▶ [Study text]
--
The favourable prognosis of Luminal A breast cancers has been invariably demonstrated in diverse patient populations and treatment settings, including ER-positive low-risk cohorts [19,20,21,22,23]. Luminal A tumors are characterized by low proliferation and high expression of ER-regulated genes and are thus resistant to cytotoxic therapy, as also illustrated by the lack of pathological complete response after neoadjuvant chemotherapy despite excellent 5-year survival rates [24]. Consequently, accurate and precise classification of the Luminal A subtype allows patients with such tumors to safely forego chemotherapy and be spared associated toxicities [2].

Stratifying tumors into Luminal A or Luminal B breast cancer, may also help predict the risk of distant recurrence at years 5–10 of follow-up by being prognostic in this timespan [25] and may thus serve as a biomarker for or against endocrine treatment continuation [26]. In the present study, Luminal A-like tumors demonstrated a trend towards improved outcomes in the late follow-up period; however, results did not reach statistical significance. Prediction of recurrence risk during late follow-up remains an area of active investigation with evidence suggesting that some molecular profiling tests may per-design perform differently in this timespan [7]. More data will be needed to answer this question for the herein proposed RNA-based subtyping, as sample and event numbers in the corresponding subgroup analysis of years 5–10 was not enough for drawing a definite conclusion.
--
▶ [Record set]
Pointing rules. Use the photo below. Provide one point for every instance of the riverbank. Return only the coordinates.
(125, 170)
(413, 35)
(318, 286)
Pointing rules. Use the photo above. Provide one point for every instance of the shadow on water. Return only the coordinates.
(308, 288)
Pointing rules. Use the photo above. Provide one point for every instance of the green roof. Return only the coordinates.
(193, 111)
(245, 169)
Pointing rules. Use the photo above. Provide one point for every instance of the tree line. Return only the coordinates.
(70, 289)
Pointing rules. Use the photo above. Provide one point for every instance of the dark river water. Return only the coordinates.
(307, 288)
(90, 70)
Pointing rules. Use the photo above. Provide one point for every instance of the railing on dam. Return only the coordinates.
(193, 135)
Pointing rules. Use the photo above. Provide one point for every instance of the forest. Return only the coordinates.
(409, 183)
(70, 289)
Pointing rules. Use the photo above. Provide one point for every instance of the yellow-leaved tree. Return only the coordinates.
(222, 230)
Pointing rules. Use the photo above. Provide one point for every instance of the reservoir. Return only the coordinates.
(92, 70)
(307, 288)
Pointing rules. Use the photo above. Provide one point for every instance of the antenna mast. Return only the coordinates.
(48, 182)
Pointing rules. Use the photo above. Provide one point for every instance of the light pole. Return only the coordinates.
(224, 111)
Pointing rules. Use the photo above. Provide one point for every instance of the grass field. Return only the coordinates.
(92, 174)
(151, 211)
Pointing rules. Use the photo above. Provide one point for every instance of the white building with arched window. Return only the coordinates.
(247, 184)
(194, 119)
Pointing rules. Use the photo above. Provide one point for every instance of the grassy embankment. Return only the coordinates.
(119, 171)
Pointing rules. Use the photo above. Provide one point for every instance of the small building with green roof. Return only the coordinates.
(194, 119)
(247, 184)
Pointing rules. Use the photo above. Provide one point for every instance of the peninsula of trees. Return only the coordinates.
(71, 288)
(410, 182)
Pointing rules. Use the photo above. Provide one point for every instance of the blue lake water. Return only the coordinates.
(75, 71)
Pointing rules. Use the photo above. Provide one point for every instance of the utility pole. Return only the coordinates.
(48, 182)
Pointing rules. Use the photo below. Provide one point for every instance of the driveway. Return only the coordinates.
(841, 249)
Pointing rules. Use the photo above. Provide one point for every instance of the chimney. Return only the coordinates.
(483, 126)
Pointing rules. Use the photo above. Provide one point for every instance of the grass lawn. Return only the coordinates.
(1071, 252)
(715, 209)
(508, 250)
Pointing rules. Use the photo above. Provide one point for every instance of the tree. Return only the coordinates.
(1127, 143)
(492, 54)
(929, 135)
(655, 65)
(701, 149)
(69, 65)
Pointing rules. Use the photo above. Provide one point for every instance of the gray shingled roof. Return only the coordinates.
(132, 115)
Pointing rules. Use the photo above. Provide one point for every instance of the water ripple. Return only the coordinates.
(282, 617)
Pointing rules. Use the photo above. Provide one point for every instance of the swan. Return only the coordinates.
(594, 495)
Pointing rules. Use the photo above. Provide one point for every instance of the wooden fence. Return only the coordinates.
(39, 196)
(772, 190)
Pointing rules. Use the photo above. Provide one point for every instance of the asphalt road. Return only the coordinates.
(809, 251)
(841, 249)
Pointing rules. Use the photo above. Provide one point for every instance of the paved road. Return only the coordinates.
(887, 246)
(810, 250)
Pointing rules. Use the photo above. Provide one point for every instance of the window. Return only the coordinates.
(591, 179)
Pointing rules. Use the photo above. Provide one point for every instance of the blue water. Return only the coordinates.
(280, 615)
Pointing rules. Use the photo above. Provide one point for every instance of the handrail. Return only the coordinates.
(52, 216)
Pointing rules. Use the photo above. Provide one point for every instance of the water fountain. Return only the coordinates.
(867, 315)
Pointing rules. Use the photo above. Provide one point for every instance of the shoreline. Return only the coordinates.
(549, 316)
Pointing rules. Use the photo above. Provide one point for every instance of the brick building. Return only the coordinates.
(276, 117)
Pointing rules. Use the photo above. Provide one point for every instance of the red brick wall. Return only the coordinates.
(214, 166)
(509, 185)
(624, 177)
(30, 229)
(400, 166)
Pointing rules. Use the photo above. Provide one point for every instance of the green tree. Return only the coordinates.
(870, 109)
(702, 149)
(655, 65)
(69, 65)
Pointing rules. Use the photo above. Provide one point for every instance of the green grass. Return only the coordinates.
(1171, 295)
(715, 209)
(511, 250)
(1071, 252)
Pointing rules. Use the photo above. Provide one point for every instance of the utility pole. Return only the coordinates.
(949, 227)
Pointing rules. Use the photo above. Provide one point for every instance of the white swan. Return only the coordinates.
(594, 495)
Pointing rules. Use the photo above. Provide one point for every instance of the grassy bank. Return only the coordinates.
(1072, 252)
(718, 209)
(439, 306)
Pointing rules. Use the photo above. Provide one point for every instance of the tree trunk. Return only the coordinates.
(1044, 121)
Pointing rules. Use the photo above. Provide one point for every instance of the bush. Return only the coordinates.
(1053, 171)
--
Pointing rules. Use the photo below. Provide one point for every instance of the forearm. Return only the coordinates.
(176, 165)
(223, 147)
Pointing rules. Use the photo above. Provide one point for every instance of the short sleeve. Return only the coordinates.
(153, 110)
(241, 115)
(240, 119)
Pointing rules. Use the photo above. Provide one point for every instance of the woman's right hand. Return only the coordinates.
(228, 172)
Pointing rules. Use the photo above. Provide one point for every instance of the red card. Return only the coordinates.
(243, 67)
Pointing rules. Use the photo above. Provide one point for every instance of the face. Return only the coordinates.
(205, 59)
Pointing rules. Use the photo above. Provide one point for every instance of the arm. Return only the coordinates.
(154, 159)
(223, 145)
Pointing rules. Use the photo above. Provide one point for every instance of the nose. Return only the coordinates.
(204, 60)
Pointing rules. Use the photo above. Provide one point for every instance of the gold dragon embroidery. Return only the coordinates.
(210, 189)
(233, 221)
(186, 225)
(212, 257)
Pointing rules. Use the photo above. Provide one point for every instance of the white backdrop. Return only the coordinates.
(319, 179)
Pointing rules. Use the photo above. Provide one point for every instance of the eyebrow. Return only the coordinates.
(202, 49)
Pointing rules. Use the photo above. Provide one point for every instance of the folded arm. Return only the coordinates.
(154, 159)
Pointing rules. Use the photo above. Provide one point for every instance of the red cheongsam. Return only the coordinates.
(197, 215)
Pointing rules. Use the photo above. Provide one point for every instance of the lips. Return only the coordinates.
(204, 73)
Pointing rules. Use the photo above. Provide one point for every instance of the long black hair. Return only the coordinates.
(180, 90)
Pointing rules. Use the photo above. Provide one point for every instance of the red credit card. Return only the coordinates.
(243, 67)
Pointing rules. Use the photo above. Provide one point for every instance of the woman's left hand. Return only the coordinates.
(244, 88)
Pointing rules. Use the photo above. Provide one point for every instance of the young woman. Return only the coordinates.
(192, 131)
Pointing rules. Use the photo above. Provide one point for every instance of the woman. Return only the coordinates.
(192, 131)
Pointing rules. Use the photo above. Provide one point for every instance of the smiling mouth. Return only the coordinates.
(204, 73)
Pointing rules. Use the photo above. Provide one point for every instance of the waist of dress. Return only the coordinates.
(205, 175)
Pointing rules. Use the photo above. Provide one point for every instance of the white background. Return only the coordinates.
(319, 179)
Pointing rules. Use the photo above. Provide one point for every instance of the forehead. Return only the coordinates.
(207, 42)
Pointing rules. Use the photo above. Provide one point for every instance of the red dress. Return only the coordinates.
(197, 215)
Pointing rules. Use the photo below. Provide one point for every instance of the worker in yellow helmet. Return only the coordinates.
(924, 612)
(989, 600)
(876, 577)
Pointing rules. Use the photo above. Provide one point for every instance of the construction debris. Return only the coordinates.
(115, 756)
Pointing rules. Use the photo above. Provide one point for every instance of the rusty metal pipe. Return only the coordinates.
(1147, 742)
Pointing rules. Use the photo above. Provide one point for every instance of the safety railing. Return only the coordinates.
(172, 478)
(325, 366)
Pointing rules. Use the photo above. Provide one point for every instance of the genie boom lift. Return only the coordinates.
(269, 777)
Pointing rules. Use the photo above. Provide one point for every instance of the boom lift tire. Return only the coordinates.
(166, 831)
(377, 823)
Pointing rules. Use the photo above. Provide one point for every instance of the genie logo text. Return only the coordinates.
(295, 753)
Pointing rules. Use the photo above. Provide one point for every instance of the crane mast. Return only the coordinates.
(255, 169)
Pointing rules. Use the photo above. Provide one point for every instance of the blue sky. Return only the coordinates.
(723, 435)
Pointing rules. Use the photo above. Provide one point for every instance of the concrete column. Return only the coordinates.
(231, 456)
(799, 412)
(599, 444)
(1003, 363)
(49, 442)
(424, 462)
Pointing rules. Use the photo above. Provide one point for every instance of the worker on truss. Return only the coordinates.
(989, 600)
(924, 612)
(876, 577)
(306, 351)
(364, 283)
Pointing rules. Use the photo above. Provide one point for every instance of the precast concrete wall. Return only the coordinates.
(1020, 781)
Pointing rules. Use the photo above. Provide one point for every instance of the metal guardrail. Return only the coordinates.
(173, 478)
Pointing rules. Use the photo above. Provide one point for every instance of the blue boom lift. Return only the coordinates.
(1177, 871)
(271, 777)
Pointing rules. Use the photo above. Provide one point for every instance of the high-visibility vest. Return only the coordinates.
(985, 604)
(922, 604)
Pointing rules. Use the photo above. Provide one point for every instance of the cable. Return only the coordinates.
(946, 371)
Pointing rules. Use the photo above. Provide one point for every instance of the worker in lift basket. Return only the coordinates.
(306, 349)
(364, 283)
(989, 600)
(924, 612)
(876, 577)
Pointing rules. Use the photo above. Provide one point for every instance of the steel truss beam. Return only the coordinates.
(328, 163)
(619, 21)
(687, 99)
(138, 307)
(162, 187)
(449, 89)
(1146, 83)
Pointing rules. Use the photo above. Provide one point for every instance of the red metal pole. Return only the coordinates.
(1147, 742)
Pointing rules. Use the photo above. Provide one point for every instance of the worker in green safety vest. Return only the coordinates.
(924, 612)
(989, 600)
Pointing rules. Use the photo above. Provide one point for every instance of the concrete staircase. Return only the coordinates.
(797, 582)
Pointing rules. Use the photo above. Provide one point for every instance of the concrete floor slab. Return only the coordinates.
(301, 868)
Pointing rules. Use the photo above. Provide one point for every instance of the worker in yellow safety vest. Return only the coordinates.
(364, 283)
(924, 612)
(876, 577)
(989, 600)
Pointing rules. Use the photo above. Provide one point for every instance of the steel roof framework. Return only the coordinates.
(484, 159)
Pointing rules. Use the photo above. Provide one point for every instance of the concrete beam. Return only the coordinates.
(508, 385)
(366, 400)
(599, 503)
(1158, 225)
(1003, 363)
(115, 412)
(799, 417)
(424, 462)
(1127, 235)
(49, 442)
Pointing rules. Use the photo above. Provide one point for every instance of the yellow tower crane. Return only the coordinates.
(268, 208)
--
▶ [Directions]
1 > Reproduce the portion of the passage on Luminal breast cancer subtypes starting at "The favourable prognosis" and ending at "associated toxicities [2].".
2 > Pick up the passage on Luminal breast cancer subtypes after its final sentence and carry it forward.

▶ [Numbered responses]
1 >
The favourable prognosis of Luminal A breast cancers has been invariably demonstrated in diverse patient populations and treatment settings, including ER-positive low-risk cohorts [19,20,21,22,23]. Luminal A tumors are characterized by low proliferation and high expression of ER-regulated genes and are thus resistant to cytotoxic therapy, as also illustrated by the lack of pathological complete response after neoadjuvant chemotherapy despite excellent 5-year survival rates [24]. Consequently, accurate and precise classification of the Luminal A subtype allows patients with such tumors to safely forego chemotherapy and be spared associated toxicities [2].

2 >
The ability of genomic assays for prognostication carried out under high quality standards and without bias from human interpretation often comes with a price tag, which in several parts of the world may be too high for both patients and health systems [8]. Affordable alternatives exploiting conventional clinicopathological parameters to approximate the output of gene-expression tests are therefore becoming popular [9, 27, 28]. In clinical reality however, parameters such as histologic grade and IHC for Ki67 or ER, regularly required as input, are still infested by significant levels of inter-observer variability [29,30,31,32,33,34,35]. Such shortcomings inevitably weaken the real-life utility of pathology-based proxies of molecular profiling, a challenge that could be overcome using biomarkers with an improved analytical performance record such as RT-qPCR.

Previously we have shown that St Gallen subtyping carried out with RNA- instead of protein expression significantly interacts with the benefit of docetaxel in the adjuvant setting and that MKI67 expression may enhance the prediction of pathological complete response [13, 14]. In the present work our approach successfully identified patients with luminal tumors whose risk of relapse at ten years is so low that benefit from chemotherapy would be unable to surpass the potential adverse effects. Alongside an expanding list of evidence on clinical validity, gene expression of ERBB2, ESR1, PGR, and MKI67 with RT-qPCR has a noticeable track record of both analytical precision and reproducibility in the context of decentralized biomarker testing [15, 16]. These features may advocate an enhanced role of RT-qPCR in breast cancer biomarker testing.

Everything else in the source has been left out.